___ Excerpted records

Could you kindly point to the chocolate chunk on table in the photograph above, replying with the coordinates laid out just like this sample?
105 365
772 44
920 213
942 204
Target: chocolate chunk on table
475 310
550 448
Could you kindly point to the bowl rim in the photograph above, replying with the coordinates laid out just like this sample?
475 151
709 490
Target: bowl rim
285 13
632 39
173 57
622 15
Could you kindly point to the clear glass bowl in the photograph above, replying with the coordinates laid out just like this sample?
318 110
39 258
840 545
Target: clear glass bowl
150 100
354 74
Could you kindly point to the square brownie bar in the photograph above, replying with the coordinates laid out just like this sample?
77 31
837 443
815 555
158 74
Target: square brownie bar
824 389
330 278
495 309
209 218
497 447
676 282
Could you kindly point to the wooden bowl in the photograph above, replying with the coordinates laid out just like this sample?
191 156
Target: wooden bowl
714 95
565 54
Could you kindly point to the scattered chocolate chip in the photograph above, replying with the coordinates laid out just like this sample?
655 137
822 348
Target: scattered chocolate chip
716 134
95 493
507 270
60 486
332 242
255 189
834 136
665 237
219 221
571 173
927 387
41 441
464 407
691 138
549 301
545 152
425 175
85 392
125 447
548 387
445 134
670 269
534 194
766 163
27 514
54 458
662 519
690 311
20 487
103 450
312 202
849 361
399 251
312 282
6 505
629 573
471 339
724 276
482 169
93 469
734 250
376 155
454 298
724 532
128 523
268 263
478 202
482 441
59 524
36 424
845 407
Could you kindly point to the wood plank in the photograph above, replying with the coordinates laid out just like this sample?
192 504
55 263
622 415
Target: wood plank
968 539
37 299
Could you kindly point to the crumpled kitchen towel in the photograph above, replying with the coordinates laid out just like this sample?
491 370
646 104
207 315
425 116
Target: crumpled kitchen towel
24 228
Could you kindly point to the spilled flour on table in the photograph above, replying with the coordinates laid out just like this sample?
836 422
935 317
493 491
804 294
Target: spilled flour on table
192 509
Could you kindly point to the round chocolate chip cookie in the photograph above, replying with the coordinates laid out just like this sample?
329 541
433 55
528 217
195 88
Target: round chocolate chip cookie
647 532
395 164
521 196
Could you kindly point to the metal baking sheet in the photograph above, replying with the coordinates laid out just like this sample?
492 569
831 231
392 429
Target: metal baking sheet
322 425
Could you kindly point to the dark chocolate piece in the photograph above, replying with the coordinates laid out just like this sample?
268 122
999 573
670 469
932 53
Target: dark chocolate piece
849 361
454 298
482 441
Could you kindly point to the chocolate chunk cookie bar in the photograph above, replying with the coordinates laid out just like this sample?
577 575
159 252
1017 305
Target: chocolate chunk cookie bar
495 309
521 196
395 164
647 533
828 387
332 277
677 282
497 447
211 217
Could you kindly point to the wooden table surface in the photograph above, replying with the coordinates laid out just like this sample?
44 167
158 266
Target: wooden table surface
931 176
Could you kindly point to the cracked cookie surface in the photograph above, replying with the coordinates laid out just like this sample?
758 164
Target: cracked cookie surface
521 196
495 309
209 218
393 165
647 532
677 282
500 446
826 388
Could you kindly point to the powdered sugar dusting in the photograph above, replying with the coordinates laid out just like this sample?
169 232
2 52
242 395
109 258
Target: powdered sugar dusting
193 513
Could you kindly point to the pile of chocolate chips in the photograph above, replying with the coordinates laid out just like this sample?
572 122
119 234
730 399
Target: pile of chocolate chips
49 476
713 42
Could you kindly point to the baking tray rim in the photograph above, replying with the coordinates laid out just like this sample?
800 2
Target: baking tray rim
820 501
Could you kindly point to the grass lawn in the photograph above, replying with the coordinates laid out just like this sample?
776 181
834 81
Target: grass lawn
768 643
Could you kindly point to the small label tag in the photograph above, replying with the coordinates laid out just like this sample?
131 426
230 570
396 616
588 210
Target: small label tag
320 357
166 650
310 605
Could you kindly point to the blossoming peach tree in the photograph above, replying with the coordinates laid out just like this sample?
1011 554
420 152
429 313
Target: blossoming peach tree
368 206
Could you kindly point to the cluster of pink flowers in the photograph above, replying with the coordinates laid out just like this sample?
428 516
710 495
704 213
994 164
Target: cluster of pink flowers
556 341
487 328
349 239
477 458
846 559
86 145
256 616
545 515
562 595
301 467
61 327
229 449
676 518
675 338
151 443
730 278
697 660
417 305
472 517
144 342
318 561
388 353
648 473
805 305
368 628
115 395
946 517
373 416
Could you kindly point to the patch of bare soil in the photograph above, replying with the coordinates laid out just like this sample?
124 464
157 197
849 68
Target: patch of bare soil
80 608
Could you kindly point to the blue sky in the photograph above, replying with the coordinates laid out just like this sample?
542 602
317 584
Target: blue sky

______

**What to do**: Write out, unchanged, the part of the entries that opens with the line containing "Could you kindly point to the small" and runs through the last line of the entries.

**Complete output**:
Could you kindly point to the small label tag in the photograph above, replying with the coordinates laid out just like this sample?
131 426
230 570
396 616
588 210
Target: small label tag
320 357
166 650
310 605
Could you kindly point to the blossoming peach tree in the photograph above, replying with the coordinates laid out just like this sample?
1011 554
420 152
429 313
Target: blossoming peach tree
368 206
Could you kindly point to the cluster of pink flowers in the photograph above, replying with the coordinates laid out just like this sample?
428 516
710 495
704 213
994 164
Target: cluster of pink flowers
556 341
487 328
349 239
477 458
846 559
86 145
256 616
545 515
562 595
301 467
61 327
229 449
676 518
675 338
151 443
730 278
697 660
417 305
472 517
144 342
318 561
388 353
648 473
805 305
368 628
115 395
946 517
373 416
Could you kindly point to the patch of bare soil in the photograph above, replying with the coordinates laid out just like this sample?
124 464
157 197
849 68
Target: patch of bare soil
80 608
Could you kindly point to the blue sky in the photograph above, replying with the coordinates laid out just like this sample?
542 602
317 584
Target: blue sky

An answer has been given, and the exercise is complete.